**Records to use:**
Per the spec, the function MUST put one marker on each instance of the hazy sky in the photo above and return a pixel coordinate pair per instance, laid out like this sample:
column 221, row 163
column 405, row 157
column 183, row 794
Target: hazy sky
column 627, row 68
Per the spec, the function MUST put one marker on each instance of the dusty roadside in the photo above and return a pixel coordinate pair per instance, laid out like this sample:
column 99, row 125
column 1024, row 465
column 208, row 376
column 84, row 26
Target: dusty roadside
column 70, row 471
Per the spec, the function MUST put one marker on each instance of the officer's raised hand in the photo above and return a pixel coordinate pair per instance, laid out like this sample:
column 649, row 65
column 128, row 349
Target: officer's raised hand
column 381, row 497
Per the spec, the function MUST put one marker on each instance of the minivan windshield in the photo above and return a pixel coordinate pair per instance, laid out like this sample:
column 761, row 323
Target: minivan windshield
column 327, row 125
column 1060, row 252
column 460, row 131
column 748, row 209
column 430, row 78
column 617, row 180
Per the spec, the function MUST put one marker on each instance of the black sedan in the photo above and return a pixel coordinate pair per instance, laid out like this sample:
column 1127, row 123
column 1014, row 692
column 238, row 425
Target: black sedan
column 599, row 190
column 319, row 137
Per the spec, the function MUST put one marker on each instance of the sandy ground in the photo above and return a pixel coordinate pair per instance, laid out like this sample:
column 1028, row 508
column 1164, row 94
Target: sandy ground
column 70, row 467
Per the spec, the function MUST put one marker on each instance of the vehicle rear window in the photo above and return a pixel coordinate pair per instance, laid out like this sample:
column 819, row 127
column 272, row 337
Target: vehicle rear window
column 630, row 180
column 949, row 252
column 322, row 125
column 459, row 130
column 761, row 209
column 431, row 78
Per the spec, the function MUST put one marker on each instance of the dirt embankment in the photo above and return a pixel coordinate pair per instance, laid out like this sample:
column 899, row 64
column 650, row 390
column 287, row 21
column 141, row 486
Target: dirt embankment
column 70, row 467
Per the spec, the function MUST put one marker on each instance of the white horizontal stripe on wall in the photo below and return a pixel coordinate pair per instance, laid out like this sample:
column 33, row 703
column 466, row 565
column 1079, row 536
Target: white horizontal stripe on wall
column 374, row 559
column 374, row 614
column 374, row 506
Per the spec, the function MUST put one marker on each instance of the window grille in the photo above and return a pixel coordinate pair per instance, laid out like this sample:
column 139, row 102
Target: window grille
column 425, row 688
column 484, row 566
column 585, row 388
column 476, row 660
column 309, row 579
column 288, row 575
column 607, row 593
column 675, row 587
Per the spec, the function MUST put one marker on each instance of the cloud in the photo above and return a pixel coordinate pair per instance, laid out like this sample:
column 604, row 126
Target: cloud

**What to work on:**
Copy these records word for word, starting at the line that has "of the officer's" and ending after the line that has "column 617, row 180".

**Complete output:**
Per the spec, the function MUST put one marker on each instance of the officer's raised hand in the photo above and return a pixel coordinate pair per instance, laid out like this sample:
column 649, row 65
column 128, row 349
Target: officer's raised hand
column 381, row 497
Per the spec, the function MUST put one marker on each instance of the minivan windshield in the photo above and return a pixel coordinate pair per instance, laid out like this sample:
column 761, row 323
Target: minivan windshield
column 327, row 125
column 1060, row 252
column 460, row 131
column 748, row 209
column 430, row 78
column 617, row 180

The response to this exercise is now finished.